Tally the lines in the entries below that contain the string "cluster". Give only the count.
┌─ Input
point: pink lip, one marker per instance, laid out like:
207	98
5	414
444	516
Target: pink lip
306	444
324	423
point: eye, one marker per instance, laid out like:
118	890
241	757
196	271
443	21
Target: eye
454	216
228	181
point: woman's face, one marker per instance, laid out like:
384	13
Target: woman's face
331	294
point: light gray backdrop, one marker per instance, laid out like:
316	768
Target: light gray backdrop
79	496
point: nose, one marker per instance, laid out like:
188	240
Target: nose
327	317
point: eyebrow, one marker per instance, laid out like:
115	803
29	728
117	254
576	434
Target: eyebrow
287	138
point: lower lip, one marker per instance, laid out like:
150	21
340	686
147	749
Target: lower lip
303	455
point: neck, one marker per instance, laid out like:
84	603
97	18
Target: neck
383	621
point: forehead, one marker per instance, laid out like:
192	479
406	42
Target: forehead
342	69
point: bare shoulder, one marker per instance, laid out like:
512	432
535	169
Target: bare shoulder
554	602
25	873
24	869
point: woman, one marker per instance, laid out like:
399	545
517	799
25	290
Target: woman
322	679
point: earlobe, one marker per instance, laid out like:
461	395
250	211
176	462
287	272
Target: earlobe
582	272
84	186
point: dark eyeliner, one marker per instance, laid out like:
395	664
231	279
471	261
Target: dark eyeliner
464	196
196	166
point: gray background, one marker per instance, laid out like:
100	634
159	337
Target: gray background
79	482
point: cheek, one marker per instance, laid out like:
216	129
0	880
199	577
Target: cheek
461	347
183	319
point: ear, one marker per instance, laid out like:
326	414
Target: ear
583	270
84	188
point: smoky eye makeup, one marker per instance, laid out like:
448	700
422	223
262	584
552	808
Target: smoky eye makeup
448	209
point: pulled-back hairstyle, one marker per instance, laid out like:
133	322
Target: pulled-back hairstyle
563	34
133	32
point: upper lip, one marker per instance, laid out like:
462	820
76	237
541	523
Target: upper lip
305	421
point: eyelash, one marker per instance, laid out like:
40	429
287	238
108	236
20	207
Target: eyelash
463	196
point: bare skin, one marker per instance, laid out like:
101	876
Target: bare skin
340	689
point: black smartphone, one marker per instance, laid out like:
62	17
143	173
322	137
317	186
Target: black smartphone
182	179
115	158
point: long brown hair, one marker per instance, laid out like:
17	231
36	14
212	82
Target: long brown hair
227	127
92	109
└─
┌─ Input
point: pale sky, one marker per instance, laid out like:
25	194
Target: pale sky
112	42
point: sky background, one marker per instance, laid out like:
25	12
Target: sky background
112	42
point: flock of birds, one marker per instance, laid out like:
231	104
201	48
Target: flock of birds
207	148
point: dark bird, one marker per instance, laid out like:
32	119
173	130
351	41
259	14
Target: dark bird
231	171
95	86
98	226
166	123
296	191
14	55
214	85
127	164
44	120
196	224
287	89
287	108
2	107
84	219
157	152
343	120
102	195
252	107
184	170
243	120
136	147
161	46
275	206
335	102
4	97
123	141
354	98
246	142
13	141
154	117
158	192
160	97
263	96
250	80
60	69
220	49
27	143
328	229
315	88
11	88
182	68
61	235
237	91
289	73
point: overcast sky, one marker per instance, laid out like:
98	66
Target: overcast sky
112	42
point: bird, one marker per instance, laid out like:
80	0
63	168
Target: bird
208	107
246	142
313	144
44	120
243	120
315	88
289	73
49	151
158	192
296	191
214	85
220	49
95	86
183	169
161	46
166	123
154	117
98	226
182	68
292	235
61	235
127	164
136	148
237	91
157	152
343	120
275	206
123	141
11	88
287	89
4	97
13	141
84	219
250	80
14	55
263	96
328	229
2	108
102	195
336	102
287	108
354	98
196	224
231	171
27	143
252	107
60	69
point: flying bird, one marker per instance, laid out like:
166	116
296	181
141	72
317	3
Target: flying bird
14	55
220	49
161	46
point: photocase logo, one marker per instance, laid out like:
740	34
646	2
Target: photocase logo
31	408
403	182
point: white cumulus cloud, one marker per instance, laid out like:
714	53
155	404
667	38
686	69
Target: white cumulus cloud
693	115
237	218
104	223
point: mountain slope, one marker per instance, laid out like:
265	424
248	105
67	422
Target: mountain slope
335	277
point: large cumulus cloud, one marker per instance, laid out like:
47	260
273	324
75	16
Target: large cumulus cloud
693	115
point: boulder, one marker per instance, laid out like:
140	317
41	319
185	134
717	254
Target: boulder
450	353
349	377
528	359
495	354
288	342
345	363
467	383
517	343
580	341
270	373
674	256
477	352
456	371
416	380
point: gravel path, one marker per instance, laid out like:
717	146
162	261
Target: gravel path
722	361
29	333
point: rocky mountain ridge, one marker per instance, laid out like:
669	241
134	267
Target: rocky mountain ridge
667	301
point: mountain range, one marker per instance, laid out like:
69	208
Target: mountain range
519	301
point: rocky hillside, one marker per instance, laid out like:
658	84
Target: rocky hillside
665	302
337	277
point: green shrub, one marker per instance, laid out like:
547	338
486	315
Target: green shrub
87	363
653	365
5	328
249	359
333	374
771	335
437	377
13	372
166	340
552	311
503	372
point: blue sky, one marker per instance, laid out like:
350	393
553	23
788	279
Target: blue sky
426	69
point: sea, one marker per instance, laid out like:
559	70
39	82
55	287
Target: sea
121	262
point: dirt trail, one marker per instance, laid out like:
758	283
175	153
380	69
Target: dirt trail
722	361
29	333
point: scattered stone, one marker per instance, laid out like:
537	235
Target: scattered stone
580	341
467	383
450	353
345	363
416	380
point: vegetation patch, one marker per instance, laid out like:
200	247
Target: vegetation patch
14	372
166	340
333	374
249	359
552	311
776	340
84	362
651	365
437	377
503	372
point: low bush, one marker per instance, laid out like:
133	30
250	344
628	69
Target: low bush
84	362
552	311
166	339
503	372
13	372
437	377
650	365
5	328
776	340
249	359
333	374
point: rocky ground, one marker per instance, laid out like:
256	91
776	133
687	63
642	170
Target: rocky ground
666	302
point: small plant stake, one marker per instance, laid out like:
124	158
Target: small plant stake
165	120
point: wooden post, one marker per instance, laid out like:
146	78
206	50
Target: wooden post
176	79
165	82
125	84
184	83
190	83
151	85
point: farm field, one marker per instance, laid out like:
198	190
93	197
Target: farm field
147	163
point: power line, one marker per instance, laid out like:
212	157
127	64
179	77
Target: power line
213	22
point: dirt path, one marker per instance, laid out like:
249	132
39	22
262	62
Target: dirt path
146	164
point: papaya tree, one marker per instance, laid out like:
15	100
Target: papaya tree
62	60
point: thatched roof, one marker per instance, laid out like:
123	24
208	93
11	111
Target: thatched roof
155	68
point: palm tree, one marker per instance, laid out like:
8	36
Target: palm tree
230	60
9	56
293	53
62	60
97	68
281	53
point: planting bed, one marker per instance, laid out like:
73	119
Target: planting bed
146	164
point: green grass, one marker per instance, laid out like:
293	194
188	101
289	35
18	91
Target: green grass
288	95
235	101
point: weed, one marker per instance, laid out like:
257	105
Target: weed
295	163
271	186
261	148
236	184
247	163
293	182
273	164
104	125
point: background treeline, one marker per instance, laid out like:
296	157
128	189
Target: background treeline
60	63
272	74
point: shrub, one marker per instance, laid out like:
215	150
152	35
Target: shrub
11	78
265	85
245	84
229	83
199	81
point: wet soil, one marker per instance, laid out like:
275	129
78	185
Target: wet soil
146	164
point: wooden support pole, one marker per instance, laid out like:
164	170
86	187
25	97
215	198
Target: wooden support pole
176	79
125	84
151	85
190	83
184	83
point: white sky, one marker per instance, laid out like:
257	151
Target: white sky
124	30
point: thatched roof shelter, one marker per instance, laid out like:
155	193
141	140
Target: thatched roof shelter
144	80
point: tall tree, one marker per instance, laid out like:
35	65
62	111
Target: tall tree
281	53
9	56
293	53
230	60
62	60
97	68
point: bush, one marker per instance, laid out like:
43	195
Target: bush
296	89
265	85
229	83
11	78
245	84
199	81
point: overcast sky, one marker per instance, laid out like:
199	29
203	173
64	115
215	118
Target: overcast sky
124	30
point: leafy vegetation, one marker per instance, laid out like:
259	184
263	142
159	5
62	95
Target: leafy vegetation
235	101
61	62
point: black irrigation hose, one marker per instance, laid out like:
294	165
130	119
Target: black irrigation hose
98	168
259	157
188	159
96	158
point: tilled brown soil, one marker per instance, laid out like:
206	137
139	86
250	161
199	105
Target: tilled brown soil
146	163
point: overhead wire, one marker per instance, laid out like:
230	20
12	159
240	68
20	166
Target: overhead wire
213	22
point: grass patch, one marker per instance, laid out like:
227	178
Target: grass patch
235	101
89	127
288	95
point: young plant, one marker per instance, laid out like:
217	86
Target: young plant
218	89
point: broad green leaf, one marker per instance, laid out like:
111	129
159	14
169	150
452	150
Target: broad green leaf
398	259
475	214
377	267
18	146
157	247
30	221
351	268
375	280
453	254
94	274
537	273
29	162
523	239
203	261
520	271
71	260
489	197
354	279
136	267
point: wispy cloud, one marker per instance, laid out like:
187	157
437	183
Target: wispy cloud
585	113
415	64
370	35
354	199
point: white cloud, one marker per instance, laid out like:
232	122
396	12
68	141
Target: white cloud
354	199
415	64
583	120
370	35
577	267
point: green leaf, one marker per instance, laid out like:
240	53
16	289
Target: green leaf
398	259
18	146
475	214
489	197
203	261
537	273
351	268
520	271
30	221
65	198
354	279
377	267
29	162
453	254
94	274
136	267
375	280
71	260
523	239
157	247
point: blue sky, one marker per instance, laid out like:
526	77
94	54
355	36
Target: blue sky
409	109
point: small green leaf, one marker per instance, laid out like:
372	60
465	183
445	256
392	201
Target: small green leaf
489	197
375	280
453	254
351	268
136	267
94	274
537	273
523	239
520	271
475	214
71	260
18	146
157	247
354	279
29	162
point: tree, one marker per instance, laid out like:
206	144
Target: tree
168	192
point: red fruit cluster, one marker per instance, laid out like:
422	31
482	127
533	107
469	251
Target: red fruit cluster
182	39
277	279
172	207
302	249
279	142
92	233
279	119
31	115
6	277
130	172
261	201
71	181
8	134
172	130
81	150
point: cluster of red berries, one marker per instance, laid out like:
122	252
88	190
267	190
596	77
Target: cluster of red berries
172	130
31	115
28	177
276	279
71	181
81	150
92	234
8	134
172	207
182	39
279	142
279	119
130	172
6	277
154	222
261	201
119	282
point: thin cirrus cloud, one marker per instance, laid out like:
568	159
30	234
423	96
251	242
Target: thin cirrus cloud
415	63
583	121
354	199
└─
┌─ Input
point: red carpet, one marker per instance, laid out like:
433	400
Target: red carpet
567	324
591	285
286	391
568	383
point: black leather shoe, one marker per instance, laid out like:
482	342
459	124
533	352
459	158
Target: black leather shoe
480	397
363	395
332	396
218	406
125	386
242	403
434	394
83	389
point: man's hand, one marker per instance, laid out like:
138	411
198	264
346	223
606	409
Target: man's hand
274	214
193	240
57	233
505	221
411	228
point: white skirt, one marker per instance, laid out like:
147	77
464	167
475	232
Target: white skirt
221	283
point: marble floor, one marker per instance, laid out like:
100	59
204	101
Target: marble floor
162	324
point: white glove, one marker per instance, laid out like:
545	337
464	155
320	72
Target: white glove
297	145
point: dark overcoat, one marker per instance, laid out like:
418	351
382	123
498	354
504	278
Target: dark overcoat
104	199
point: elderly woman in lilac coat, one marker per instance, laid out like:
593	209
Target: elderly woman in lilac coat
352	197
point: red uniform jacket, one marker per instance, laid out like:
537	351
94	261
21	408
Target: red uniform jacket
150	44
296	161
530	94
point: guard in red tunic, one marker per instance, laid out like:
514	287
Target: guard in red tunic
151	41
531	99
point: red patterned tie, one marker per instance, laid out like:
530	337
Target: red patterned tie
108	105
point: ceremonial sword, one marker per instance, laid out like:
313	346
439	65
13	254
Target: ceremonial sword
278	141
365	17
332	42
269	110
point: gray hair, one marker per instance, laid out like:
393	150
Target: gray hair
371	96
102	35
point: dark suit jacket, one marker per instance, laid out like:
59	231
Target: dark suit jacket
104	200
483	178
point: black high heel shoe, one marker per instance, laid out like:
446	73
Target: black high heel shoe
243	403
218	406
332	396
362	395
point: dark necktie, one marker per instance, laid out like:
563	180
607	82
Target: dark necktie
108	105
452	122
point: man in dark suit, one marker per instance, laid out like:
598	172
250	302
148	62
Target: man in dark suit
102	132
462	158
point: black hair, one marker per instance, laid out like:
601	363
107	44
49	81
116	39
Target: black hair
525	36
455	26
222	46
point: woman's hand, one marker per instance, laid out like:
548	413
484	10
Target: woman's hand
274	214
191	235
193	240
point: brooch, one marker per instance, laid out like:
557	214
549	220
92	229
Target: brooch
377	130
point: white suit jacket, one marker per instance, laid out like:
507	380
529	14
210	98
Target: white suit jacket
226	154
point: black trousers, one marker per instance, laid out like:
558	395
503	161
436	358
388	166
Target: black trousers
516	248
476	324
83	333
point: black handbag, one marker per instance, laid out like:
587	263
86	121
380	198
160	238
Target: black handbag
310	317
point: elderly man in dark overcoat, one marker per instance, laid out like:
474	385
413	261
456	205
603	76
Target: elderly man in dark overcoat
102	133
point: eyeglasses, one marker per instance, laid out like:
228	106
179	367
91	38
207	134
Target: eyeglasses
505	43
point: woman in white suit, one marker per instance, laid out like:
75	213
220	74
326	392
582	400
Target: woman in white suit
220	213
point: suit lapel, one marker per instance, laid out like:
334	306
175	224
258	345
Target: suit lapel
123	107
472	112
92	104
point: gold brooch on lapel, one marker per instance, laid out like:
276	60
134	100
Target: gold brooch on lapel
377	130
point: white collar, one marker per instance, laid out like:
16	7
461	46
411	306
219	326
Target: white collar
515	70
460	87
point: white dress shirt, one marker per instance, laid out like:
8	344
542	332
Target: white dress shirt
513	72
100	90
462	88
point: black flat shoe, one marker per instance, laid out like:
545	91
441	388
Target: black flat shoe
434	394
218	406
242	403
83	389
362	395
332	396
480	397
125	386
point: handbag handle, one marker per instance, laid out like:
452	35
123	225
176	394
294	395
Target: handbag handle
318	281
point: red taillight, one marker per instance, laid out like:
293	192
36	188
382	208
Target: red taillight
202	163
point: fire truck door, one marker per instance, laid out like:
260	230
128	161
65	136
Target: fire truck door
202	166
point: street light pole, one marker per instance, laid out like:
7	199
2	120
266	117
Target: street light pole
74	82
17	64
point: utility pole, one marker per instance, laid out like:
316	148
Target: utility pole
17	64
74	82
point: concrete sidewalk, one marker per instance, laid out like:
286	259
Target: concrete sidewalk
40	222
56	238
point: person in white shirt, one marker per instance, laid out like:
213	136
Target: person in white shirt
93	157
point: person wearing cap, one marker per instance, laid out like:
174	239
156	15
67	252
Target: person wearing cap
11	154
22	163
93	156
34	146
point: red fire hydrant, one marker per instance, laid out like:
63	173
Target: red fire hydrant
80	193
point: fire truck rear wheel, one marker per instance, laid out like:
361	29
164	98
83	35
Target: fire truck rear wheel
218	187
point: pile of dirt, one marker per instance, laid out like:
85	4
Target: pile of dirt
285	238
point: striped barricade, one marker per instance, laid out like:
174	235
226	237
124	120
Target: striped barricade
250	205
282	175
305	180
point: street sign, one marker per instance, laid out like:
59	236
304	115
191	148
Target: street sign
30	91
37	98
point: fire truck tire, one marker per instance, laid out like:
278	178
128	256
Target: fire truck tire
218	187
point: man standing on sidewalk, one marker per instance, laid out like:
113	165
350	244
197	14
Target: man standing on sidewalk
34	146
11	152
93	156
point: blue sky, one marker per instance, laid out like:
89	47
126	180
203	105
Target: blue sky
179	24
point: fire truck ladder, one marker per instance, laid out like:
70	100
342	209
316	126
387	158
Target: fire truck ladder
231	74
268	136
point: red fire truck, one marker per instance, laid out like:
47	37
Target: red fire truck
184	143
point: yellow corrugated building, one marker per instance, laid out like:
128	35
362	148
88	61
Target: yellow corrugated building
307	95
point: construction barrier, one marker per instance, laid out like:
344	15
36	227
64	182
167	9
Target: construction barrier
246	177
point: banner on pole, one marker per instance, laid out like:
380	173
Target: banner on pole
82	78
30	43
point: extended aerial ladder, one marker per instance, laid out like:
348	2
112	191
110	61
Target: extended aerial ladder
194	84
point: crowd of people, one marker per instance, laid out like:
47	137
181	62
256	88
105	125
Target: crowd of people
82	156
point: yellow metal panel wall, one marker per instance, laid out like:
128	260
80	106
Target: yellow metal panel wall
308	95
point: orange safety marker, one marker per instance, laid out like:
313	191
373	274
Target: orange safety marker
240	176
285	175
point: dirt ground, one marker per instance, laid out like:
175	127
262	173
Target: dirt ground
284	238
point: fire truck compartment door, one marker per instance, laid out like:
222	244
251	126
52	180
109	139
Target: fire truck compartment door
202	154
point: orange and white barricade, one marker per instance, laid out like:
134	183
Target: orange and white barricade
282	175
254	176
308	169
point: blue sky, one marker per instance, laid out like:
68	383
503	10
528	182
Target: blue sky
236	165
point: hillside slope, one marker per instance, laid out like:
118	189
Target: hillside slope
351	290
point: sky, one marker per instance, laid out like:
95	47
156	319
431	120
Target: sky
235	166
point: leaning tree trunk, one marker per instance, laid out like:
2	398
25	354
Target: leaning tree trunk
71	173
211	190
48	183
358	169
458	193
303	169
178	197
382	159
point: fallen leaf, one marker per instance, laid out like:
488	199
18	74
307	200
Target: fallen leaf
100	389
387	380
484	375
└─
## Exercise output
4